─── Given text

    November 13, 2009

    @titmouse

    There is medicine and then there are a “set of practices which cannot be tested, refuse to be tested, or consistently fail tests” (Dawkins). I reject Eastern vs. Western medicine.

  9. #9 Mojo
    November 13, 2009

    I assume that the “Western” medicine of which Dana writes includes medical systems that originated in Germany. ;)

  10. #10 bob koepp
    November 13, 2009

    Ullman’s particular strain of crazy has nothing to recommend it, but he’s hardly alone in employing the metaphor (not analogy…) of “medicine as war.” Every time you see a reference to medicine’s therapeutic armamentarium there’s a nod in the direction of that metaphor.

    As an aside, metaphors can often be turned on their heads. Consider how military dictators have frequently claimed that their actions are undertaken to promote the health of the polity.

──────

**Work order:** Can you copy out the whole comment thread about medicine word for word?

─── Stored data

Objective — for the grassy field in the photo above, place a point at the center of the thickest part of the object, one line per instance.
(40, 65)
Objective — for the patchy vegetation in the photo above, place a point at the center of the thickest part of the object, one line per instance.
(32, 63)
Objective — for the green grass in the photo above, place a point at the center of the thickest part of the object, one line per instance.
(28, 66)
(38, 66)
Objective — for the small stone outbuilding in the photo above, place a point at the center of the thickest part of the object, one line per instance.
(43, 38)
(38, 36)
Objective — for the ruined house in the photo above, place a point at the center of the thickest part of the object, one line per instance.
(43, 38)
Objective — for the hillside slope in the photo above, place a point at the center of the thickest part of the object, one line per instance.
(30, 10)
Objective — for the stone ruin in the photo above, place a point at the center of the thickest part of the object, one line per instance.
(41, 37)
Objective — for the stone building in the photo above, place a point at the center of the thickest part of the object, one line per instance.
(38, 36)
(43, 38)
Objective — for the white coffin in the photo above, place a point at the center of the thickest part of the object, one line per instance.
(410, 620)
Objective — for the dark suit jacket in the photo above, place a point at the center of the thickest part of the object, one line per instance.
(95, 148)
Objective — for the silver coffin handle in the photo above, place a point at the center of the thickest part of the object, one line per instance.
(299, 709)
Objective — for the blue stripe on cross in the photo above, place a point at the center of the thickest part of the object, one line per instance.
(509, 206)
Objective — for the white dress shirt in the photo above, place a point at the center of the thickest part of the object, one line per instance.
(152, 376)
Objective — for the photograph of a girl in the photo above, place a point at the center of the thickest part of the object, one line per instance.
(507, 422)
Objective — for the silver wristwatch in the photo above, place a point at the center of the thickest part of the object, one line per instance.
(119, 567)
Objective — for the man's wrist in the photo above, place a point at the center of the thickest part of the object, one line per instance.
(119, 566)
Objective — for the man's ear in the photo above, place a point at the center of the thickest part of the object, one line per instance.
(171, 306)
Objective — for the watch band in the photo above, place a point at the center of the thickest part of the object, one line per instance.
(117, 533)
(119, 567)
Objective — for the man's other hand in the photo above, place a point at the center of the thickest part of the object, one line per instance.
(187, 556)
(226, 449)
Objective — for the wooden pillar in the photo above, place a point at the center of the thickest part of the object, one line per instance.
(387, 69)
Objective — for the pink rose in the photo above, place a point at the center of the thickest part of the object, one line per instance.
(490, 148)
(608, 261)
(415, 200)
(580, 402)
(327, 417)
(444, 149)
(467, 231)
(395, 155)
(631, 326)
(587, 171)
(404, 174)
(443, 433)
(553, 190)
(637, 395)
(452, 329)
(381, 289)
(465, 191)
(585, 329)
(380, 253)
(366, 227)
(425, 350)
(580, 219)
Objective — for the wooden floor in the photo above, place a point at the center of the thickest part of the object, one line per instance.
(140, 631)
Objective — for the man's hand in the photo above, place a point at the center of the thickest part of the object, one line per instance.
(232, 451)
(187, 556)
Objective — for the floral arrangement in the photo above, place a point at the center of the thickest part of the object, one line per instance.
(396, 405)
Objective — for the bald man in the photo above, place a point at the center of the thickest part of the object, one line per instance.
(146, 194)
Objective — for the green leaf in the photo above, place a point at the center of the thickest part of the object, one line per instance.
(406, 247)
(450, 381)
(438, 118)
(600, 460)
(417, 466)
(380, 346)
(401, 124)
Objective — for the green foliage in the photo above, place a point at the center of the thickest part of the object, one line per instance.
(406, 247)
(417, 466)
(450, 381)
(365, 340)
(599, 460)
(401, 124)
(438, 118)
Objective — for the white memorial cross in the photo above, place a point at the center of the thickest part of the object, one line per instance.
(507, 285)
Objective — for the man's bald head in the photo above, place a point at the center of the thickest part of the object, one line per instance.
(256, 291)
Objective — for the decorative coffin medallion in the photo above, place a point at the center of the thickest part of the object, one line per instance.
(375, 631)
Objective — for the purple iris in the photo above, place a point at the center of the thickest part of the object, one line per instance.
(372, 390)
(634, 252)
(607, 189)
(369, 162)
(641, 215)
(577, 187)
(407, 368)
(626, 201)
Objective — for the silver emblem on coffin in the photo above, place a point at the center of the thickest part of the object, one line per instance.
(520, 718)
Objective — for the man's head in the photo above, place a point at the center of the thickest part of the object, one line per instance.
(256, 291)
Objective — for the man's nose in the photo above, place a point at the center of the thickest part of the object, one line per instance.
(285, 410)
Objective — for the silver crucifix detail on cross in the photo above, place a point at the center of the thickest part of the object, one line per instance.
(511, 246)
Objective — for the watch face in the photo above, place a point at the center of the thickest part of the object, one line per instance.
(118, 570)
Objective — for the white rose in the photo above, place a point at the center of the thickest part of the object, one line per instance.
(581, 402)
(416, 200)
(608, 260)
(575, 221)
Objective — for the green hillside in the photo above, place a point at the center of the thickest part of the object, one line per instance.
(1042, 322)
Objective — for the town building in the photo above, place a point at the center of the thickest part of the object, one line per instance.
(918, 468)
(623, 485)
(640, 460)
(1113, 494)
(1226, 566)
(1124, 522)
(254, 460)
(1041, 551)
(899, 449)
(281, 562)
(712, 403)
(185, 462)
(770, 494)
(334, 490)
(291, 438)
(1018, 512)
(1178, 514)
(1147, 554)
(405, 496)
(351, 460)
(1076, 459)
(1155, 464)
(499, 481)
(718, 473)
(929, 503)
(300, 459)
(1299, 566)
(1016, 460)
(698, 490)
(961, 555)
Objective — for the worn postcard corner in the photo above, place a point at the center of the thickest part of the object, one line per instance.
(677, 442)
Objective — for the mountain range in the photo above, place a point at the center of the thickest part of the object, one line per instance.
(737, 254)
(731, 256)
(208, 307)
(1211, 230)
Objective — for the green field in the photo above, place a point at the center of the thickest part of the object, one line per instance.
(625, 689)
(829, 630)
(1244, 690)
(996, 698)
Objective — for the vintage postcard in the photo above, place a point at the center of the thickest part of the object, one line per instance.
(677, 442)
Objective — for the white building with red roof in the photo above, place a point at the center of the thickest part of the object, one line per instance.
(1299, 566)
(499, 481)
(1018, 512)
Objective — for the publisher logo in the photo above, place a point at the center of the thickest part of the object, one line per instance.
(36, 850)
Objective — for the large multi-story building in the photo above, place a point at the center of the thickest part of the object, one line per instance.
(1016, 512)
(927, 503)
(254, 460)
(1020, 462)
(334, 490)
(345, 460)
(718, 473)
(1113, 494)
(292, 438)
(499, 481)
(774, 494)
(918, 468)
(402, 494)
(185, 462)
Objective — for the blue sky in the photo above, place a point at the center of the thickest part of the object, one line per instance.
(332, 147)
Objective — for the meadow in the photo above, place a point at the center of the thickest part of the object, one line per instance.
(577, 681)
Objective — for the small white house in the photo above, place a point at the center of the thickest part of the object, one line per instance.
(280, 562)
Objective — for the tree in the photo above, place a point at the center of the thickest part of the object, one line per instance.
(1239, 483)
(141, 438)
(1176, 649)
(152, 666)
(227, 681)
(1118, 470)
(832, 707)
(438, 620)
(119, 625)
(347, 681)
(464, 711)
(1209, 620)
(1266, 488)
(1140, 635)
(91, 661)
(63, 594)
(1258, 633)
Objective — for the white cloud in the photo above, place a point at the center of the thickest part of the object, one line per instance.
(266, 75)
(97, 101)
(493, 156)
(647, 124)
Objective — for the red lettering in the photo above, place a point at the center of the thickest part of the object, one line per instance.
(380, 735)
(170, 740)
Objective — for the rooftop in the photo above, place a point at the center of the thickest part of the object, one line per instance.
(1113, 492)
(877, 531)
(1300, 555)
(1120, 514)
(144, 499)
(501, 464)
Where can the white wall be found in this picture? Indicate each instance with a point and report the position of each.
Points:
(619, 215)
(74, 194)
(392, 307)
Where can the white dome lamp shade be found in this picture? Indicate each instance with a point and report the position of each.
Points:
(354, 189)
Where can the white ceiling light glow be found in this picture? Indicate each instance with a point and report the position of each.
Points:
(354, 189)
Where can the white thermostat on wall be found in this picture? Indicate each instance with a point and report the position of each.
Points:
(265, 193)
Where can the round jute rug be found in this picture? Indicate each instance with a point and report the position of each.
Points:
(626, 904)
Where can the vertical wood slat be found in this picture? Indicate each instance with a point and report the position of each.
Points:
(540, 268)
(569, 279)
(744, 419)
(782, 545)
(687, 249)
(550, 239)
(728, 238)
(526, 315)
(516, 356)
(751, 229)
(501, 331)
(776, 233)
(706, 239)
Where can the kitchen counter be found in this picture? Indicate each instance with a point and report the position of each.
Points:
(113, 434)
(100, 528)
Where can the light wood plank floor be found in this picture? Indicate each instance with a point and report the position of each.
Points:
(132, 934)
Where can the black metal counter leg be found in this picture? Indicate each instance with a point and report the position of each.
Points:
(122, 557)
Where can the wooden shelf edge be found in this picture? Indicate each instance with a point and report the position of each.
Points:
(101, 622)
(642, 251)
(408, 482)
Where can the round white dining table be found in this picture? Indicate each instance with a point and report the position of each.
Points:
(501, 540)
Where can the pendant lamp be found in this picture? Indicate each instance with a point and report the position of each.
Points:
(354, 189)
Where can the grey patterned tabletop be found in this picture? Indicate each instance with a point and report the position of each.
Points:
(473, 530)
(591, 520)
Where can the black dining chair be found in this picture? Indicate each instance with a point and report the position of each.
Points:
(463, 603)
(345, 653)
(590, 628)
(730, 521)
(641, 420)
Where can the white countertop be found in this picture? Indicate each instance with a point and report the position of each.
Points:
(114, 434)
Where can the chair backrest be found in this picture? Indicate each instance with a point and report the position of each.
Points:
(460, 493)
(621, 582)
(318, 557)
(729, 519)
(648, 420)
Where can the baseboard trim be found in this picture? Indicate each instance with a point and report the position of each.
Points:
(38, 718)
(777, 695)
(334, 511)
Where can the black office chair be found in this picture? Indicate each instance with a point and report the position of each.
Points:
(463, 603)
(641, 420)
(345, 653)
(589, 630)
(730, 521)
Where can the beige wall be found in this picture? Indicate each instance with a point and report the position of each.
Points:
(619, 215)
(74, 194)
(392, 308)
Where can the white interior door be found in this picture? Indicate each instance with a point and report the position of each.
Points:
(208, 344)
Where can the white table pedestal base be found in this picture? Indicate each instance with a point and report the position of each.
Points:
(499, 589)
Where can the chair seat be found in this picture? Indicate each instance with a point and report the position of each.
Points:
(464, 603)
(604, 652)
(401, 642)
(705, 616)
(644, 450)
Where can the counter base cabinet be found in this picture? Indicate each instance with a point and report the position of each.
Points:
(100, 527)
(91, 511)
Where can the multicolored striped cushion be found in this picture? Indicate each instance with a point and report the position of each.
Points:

──────

**Output below:**
    November 13, 2009

    @titmouse

    There is medicine and then there are a “set of practices which cannot be tested, refuse to be tested, or consistently fail tests” (Dawkins). I reject Eastern vs. Western medicine.

  9. #9 Mojo
    November 13, 2009

    I assume that the “Western” medicine of which Dana writes includes medical systems that originated in Germany. ;)

  10. #10 bob koepp
    November 13, 2009

    Ullman’s particular strain of crazy has nothing to recommend it, but he’s hardly alone in employing the metaphor (not analogy…) of “medicine as war.” Every time you see a reference to medicine’s therapeutic armamentarium there’s a nod in the direction of that metaphor.

    As an aside, metaphors can often be turned on their heads. Consider how military dictators have frequently claimed that their actions are undertaken to promote the health of the polity.